— START OF Records for this exercise —
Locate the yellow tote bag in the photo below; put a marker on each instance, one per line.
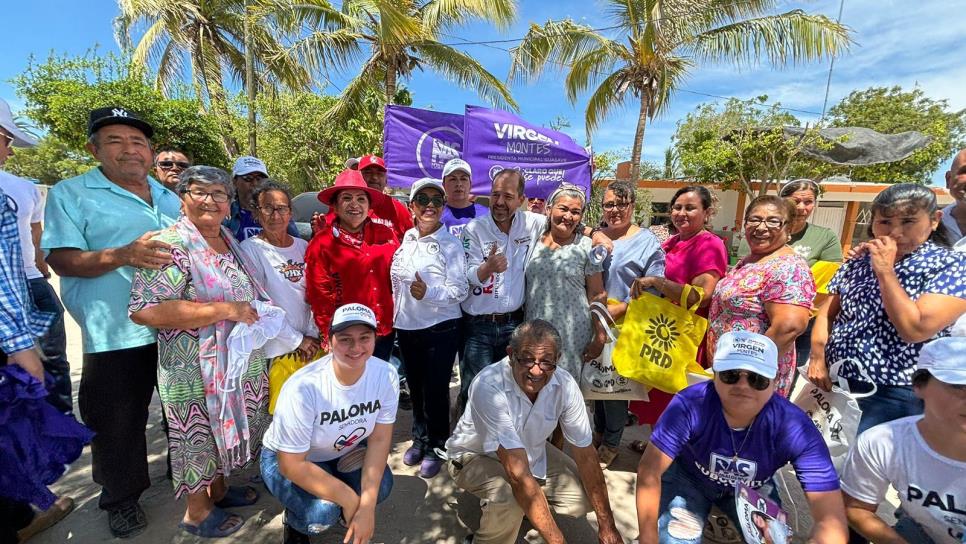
(281, 369)
(659, 341)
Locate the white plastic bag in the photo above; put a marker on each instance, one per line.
(835, 413)
(599, 379)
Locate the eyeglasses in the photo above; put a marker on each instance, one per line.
(281, 210)
(425, 200)
(200, 196)
(528, 364)
(756, 381)
(170, 165)
(770, 222)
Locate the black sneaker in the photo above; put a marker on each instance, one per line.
(291, 536)
(127, 521)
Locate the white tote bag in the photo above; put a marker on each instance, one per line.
(599, 379)
(835, 413)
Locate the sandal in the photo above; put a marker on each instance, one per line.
(238, 496)
(212, 526)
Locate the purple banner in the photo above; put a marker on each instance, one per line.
(496, 139)
(417, 143)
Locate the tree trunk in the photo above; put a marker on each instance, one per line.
(250, 86)
(638, 148)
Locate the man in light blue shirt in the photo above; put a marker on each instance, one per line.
(98, 231)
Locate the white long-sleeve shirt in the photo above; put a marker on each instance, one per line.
(439, 259)
(501, 292)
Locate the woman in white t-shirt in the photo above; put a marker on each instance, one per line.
(279, 260)
(324, 456)
(923, 457)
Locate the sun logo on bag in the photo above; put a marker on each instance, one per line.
(663, 331)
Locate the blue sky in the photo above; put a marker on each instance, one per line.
(897, 43)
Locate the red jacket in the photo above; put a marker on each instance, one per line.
(338, 271)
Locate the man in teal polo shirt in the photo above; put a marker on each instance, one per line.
(98, 231)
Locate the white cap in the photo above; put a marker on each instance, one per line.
(742, 350)
(422, 183)
(247, 164)
(352, 314)
(453, 165)
(20, 138)
(945, 359)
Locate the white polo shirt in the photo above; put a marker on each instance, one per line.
(441, 264)
(498, 413)
(503, 292)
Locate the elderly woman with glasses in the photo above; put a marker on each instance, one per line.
(732, 430)
(561, 274)
(768, 292)
(195, 302)
(279, 266)
(428, 276)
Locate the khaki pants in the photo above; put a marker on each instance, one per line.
(485, 477)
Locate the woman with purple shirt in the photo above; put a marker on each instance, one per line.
(729, 430)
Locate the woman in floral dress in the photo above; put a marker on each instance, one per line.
(770, 291)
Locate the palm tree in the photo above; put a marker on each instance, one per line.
(661, 42)
(397, 37)
(211, 37)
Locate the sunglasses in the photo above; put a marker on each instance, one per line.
(756, 381)
(169, 165)
(425, 200)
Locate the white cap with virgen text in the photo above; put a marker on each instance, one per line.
(743, 350)
(945, 359)
(352, 314)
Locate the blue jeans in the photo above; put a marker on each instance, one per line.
(430, 353)
(53, 344)
(486, 343)
(305, 512)
(610, 418)
(684, 501)
(889, 403)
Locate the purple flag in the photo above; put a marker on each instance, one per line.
(495, 139)
(417, 143)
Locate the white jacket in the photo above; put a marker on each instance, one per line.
(503, 292)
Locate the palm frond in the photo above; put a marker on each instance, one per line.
(465, 71)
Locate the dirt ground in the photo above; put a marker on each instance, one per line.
(418, 511)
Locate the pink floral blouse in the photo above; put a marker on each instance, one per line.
(739, 302)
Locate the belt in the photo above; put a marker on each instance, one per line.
(499, 319)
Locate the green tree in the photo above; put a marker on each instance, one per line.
(891, 110)
(740, 141)
(397, 37)
(661, 42)
(212, 38)
(304, 150)
(61, 92)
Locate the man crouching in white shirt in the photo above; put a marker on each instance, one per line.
(499, 450)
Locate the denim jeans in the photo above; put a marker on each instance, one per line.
(889, 403)
(610, 418)
(486, 343)
(684, 502)
(53, 344)
(305, 512)
(429, 354)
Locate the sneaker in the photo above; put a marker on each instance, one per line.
(291, 536)
(607, 455)
(430, 467)
(127, 521)
(413, 456)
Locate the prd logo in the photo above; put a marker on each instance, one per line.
(663, 331)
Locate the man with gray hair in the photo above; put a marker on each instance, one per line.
(954, 215)
(98, 231)
(499, 450)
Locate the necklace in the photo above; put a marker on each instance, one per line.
(737, 449)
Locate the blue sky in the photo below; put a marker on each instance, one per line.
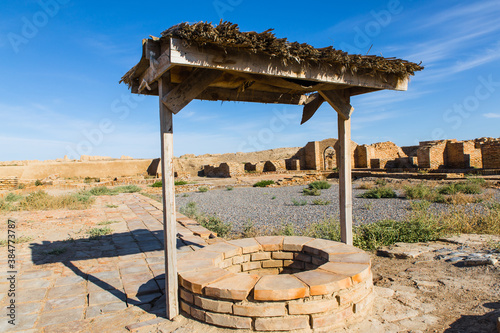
(62, 60)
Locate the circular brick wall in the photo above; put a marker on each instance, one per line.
(276, 283)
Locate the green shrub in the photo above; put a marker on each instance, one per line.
(299, 203)
(311, 191)
(320, 202)
(320, 185)
(379, 192)
(263, 183)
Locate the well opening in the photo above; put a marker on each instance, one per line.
(276, 283)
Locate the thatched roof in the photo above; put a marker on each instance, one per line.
(228, 35)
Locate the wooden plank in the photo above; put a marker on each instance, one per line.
(217, 58)
(345, 181)
(312, 105)
(339, 100)
(192, 86)
(169, 215)
(250, 95)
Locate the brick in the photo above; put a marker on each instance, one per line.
(213, 305)
(241, 259)
(331, 320)
(272, 263)
(247, 266)
(295, 243)
(196, 281)
(228, 320)
(271, 243)
(357, 272)
(309, 307)
(260, 310)
(282, 323)
(282, 255)
(248, 245)
(236, 287)
(261, 256)
(322, 282)
(186, 295)
(227, 249)
(279, 288)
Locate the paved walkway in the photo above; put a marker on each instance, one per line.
(67, 285)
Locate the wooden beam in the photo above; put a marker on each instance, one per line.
(169, 214)
(312, 105)
(339, 100)
(192, 86)
(257, 63)
(345, 181)
(250, 95)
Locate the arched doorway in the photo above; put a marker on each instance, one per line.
(329, 158)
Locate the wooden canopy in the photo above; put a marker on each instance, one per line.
(221, 63)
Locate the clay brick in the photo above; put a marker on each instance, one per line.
(271, 243)
(228, 320)
(196, 281)
(236, 287)
(213, 305)
(282, 255)
(279, 288)
(241, 259)
(272, 263)
(295, 243)
(248, 245)
(331, 320)
(357, 272)
(260, 310)
(261, 256)
(282, 323)
(227, 249)
(302, 257)
(186, 295)
(310, 307)
(323, 282)
(247, 266)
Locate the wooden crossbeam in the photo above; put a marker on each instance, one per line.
(339, 100)
(312, 105)
(191, 87)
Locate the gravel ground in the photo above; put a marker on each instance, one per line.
(257, 205)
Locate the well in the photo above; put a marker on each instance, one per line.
(277, 283)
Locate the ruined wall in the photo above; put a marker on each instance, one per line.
(491, 155)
— END OF Records for this exercise —
■ **The task**:
Print all the records again exactly; do not include any picture.

■ **Completed task**:
Locate the yellow tote bag in the photo below; put a marker on each instance, one per line.
(281, 369)
(659, 341)
Locate the white plastic bag in the photo above; put a marker on each instance, one per line.
(835, 413)
(599, 379)
Locate the eyeglasses in the photo above; put a marker on each instance, one per line.
(281, 210)
(425, 200)
(200, 196)
(528, 364)
(756, 381)
(170, 165)
(770, 222)
Locate the black sneaker in the photo above; put a marker on each instance, one per line.
(291, 536)
(127, 521)
Locate the white tote bag in the photo above; put a marker on each instance, one per line.
(599, 379)
(835, 413)
Locate the sandal in the photo above; put a marker on each instance, one per line.
(238, 496)
(212, 526)
Locate the purple banner in the photo above; put a marker on each instance, one per line.
(496, 139)
(417, 143)
Locate the tree trunk in the photo above; put a marker on each instance, one per line.
(250, 86)
(638, 148)
Locate the man in light blue shirt in the photo above; put a marker on each instance, one per line.
(98, 231)
Locate the white long-sleeve shirt in the photo above; put a marker on each instance, one per line.
(439, 259)
(501, 292)
Locate the woman in white t-shirt in the photo above; put a marker on each instance, one per line.
(279, 260)
(324, 456)
(923, 457)
Locate the sun logo on bag in the photo above; put a marker on each instance, one per line.
(663, 331)
Locate the blue sky in the photo above; put a marker on each instance, one per line.
(897, 43)
Locate the red jacket in the photo above; put a marker on each instance, one per line.
(338, 271)
Locate the man in teal polo shirt in the photo above; put a marker on each instance, one per line.
(98, 231)
Locate the white cap in the photo above; put a marker on each instance, one per line.
(742, 350)
(422, 183)
(247, 164)
(352, 314)
(453, 165)
(20, 138)
(945, 359)
Locate the white polo shirt in the photo above; put a marker on each instance, one per line.
(441, 264)
(498, 413)
(503, 292)
Locate the elderly woman with glasses in the photo above; put a marker on each instance, one per line.
(732, 430)
(561, 274)
(768, 292)
(195, 302)
(279, 266)
(428, 276)
Locate the khaki pants in the photo above; put a marker on each instance, one per line.
(485, 477)
Locate the woman with purple shirt in the photo above; put a marker on each instance, one per line.
(729, 430)
Locate the woman in floral dress in the photo above; put a marker on each instance, one per line.
(770, 291)
Locate the palm tree in the photo above; put a marker on each instance, one per line.
(661, 42)
(397, 37)
(211, 37)
Locate the sunglasses in the photo above; put a marker on each instance, one per line.
(756, 381)
(169, 165)
(425, 200)
Locate the white cap with virgen text in the photo above; put a marker on each instance, one per line.
(743, 350)
(945, 359)
(352, 314)
Locate the blue jeans in the photo above; put a marker on each instance, one per line.
(430, 353)
(53, 344)
(486, 343)
(305, 512)
(610, 418)
(684, 501)
(889, 403)
Locate the purple flag in the photo above; put a marker on each instance, one per line.
(495, 139)
(417, 143)
Locate the white jacket in the photo above; put a marker on each instance, one per line.
(503, 292)
Locate the palm frond in the photo above; put a marker on each instance, one per line.
(465, 71)
Locate the dirt ground in the photo above; put a marker on each instance, one per line.
(418, 511)
Locate the pink floral blouse in the photo above; put a marker on each instance, one per line.
(739, 302)
Locate the belt in the photo above; put a marker on each instance, one per line.
(499, 319)
Locate the green tree in the photo above; put a marker on each instance, one per line.
(891, 110)
(740, 141)
(397, 37)
(661, 42)
(212, 38)
(304, 150)
(61, 92)
Locate the man crouching in white shirt in the photo above; put a marker on each instance, one per line.
(499, 450)
Locate the denim jeans in the photo above; put a marker on each instance, one per line.
(889, 403)
(610, 418)
(486, 343)
(684, 502)
(53, 344)
(305, 512)
(429, 354)
Locate the sneaker in the photo above; put a marker on each instance, one per line.
(291, 536)
(607, 455)
(430, 467)
(127, 521)
(413, 456)
Locate the prd logo in the photo above; put a marker on each instance, one per line.
(663, 331)
Locate the man with gray hair in the photo above; put a marker on each instance, one per line.
(954, 215)
(98, 231)
(499, 450)
Locate the necklace in the photo above; put a marker on each instance, one per line.
(737, 449)
Locate the blue sky in the photo below; put a marker on each instance, one per line.
(62, 60)
Locate the circular brick wall in the photo above; put a marker on each instance, one per line.
(276, 283)
Locate the green shrub in the photo above; put a marker on each instance, one per line.
(299, 203)
(311, 191)
(320, 202)
(320, 185)
(379, 192)
(263, 183)
Locate the well opening in the photo above; put a marker on each instance, one per line.
(276, 283)
Locate the thatched roof in the photo above; put a marker on each instance, one per line.
(228, 35)
Locate the wooden plank in the photo above; put a marker on each instance, one per line.
(217, 58)
(345, 181)
(312, 105)
(339, 100)
(192, 86)
(169, 215)
(250, 95)
Locate the brick in the photo above; put a marker on each instance, one per line.
(213, 305)
(241, 259)
(331, 320)
(272, 263)
(247, 266)
(295, 243)
(196, 281)
(228, 320)
(271, 243)
(357, 272)
(309, 307)
(260, 310)
(282, 323)
(282, 255)
(248, 245)
(236, 287)
(261, 256)
(322, 282)
(186, 295)
(227, 249)
(279, 288)
Locate the paved walkway in the photo above; put a marker on each instance, one per line.
(67, 285)
Locate the wooden beam in the photo above; put a marker on each instance, one per line.
(169, 214)
(312, 105)
(339, 100)
(192, 86)
(257, 63)
(345, 181)
(250, 95)
Locate the arched doorway in the photo above; put a marker on each instance, one per line.
(329, 158)
Locate the wooden canopy in the photo above; put a marker on each instance, one per line.
(221, 63)
Locate the clay brick in the photo above; put a marker on each instance, one per line.
(271, 243)
(228, 320)
(196, 281)
(236, 287)
(213, 305)
(282, 255)
(279, 288)
(241, 259)
(272, 263)
(295, 243)
(248, 245)
(331, 320)
(357, 272)
(260, 310)
(261, 256)
(282, 323)
(227, 249)
(302, 257)
(186, 295)
(310, 307)
(323, 282)
(247, 266)
Locate the wooden crossbeam in the photo above; put a marker on each instance, one per line.
(339, 100)
(312, 105)
(191, 87)
Locate the gravel ground in the photo above; put a marker on each instance, one per line.
(257, 205)
Locate the well in the photo above; put a marker on each instance, one per line.
(277, 283)
Locate the ruined wall in the photo above; put a marker on each instance, one per line.
(491, 155)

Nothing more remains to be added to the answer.